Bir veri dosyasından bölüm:
============

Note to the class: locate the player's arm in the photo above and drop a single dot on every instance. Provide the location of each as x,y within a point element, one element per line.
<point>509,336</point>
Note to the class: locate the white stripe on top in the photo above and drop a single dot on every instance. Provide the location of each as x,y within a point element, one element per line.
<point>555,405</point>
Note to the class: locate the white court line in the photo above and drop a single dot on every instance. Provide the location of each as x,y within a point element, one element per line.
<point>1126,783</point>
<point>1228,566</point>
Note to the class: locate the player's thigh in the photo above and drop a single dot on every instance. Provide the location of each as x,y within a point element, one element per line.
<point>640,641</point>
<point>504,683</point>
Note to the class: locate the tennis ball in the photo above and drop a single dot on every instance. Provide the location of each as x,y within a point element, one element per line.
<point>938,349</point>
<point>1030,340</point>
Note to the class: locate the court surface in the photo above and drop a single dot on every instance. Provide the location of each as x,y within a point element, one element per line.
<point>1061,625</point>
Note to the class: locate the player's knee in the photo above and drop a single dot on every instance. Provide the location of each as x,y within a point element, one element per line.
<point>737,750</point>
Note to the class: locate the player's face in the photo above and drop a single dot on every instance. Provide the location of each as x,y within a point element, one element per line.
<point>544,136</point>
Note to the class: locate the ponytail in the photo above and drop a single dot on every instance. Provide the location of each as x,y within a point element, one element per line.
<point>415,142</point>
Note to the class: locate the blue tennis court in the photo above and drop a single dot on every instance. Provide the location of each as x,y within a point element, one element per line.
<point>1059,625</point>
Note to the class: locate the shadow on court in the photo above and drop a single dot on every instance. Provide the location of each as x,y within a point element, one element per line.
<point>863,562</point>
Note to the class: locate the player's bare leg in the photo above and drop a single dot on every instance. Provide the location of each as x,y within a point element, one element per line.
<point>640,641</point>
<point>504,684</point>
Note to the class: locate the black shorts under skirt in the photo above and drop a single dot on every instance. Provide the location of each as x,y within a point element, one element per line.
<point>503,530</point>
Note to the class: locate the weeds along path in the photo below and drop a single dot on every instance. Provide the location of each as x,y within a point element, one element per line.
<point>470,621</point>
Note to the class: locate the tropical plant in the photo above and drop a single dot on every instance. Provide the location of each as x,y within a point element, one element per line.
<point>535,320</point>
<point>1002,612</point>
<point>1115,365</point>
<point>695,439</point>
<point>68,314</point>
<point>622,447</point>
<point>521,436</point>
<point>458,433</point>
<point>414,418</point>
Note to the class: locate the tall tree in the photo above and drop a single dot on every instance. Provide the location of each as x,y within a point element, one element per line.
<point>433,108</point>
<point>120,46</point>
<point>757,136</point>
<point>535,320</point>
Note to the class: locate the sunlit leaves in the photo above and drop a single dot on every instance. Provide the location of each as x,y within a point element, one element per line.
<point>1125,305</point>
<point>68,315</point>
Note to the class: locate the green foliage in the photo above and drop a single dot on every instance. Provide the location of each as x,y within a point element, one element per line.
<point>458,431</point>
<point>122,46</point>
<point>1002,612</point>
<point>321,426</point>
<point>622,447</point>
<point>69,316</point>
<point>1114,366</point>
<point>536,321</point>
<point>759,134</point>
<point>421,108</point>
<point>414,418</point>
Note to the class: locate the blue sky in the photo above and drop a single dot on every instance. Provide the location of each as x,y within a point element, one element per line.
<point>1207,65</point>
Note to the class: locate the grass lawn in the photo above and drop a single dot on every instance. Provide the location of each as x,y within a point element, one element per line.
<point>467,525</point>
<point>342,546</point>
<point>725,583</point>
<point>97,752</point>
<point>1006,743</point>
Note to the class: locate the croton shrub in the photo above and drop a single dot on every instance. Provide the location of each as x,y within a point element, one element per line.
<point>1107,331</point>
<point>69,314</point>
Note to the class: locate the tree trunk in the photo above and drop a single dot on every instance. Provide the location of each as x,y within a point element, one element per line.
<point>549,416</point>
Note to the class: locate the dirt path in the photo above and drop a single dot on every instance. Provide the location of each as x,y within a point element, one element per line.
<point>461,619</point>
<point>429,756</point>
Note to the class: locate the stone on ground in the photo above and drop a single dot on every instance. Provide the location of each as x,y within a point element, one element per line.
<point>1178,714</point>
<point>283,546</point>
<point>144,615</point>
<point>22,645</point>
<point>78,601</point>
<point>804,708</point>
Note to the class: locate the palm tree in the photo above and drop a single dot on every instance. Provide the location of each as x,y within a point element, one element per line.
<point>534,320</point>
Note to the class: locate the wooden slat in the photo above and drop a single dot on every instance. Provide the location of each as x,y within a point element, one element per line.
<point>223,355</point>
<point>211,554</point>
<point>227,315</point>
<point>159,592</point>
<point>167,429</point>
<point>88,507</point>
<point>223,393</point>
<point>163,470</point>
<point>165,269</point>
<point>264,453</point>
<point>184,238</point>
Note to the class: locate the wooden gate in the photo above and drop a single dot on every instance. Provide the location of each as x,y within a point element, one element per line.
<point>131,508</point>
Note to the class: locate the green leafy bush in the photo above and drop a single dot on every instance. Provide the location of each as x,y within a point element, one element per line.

============

§ Kısa alıştırma
Lütfen yukarıdaki kayıtları baştan sona yeniden yazın ve "drop a single dot" ifadesini geçtiği her yerde "place one dot" olarak değiştirin; geri kalan her şey olduğu gibi kalsın.

§ Görevin çözümü
Note to the class: locate the player's arm in the photo above and place one dot on every instance. Provide the location of each as x,y within a point element, one element per line.
<point>509,336</point>
Note to the class: locate the white stripe on top in the photo above and place one dot on every instance. Provide the location of each as x,y within a point element, one element per line.
<point>555,405</point>
Note to the class: locate the white court line in the photo above and place one dot on every instance. Provide the location of each as x,y within a point element, one element per line.
<point>1126,783</point>
<point>1228,566</point>
Note to the class: locate the player's thigh in the photo above and place one dot on every instance. Provide the location of each as x,y within a point element, one element per line.
<point>640,641</point>
<point>504,683</point>
Note to the class: locate the tennis ball in the photo above and place one dot on every instance. Provide the location of each as x,y within a point element, one element per line.
<point>938,349</point>
<point>1030,340</point>
Note to the class: locate the court surface in the photo above and place one dot on every instance. Provide the location of each as x,y within a point element, one element per line.
<point>1061,625</point>
Note to the class: locate the player's knee in the photo above and place one dot on every instance. Provide the location of each as x,y within a point element, one element per line.
<point>737,750</point>
Note to the class: locate the player's face in the photo above and place one dot on every instance. Provide the location of each as x,y within a point element, one element per line.
<point>544,136</point>
Note to the class: locate the ponytail in the photo above and place one dot on every instance. Provide the location of each as x,y within a point element, one element per line.
<point>415,142</point>
Note to the class: locate the blue tennis court in the photo above and place one dot on every instance. Provide the location of each as x,y within a point element, one element per line.
<point>1059,625</point>
Note to the class: locate the shadow on court in the photo above and place one dot on every instance. Provide the location of each as x,y within a point element, one element per line.
<point>863,562</point>
Note to the class: locate the player's bare leg in the photo above and place one dot on every instance. Provide the location of each as x,y within a point element, one element per line.
<point>640,641</point>
<point>504,684</point>
Note to the class: locate the black shorts under skirt in the photo above and place one dot on every instance. Provide the location of each as x,y within a point element, one element per line.
<point>503,530</point>
Note to the class: locate the weeds along path in the photo below and place one dot on every instance. Provide the location of each as x,y within a point element, one element per line.
<point>470,621</point>
Note to the class: locate the tropical plant in the photo above and place one dot on every instance. Provide the location of each as x,y within a point element, one element per line.
<point>535,320</point>
<point>1002,612</point>
<point>1115,365</point>
<point>695,439</point>
<point>68,314</point>
<point>622,447</point>
<point>521,436</point>
<point>458,433</point>
<point>414,418</point>
Note to the class: locate the tall tree in the photo above and place one dot on every instance. Provide the location of each as x,y within a point element, one element per line.
<point>433,108</point>
<point>120,46</point>
<point>757,136</point>
<point>535,320</point>
Note to the class: locate the sunlit leaves in the photo above and place one dot on every instance. Provide the location of each as x,y within a point element, one element per line.
<point>1125,305</point>
<point>68,315</point>
Note to the class: locate the green foliage in the photo above and place one dot on every instance. Provide the location of each as x,y within a point element, one element per line.
<point>458,431</point>
<point>122,46</point>
<point>1002,612</point>
<point>321,426</point>
<point>622,447</point>
<point>69,316</point>
<point>1114,366</point>
<point>536,321</point>
<point>759,134</point>
<point>421,108</point>
<point>414,418</point>
Note to the class: locate the blue sky in the photo above and place one dot on every instance. Provide the location of each as x,y within a point element, one element per line.
<point>1207,65</point>
Note to the class: locate the grass lawn in the photo above and place one dot on every instance. Provide the location of each as x,y within a point element, one element per line.
<point>467,525</point>
<point>342,546</point>
<point>725,583</point>
<point>97,752</point>
<point>1006,743</point>
Note to the class: locate the croton shrub in the photo above and place one dot on every instance. Provide the location of each as x,y within a point element, one element per line.
<point>1107,331</point>
<point>69,314</point>
Note to the class: locate the tree trunk in the photo above and place one dot on every instance. Provide the location of each as x,y within a point element, one element per line.
<point>549,416</point>
Note to the class: locate the dirt path in the photo above and place one dot on every instance. Provide the location of each as x,y within a point element, one element per line.
<point>461,619</point>
<point>429,756</point>
Note to the class: locate the stone on ground in the photo above and place one dot on every instance. Provide the location of each as x,y within a point element, one element per line.
<point>1178,714</point>
<point>283,546</point>
<point>144,615</point>
<point>22,645</point>
<point>78,601</point>
<point>804,708</point>
Note to the class: locate the palm tree in the photo above and place one dot on every instance. Provide the location of each as x,y within a point element, one element per line.
<point>534,320</point>
Note to the class: locate the wooden slat in the photo above and place one dot on every instance. Provide the location of each as x,y within a point element, one element per line.
<point>223,355</point>
<point>211,554</point>
<point>227,315</point>
<point>159,592</point>
<point>167,429</point>
<point>88,507</point>
<point>223,393</point>
<point>163,470</point>
<point>165,269</point>
<point>264,453</point>
<point>184,238</point>
Note to the class: locate the wooden gate in the photo above and place one dot on every instance. Provide the location of each as x,y within a point element, one element per line.
<point>131,508</point>
Note to the class: locate the green leafy bush in the photo above and place one dot on every instance. Provide the location of each as x,y within a point element, one element per line.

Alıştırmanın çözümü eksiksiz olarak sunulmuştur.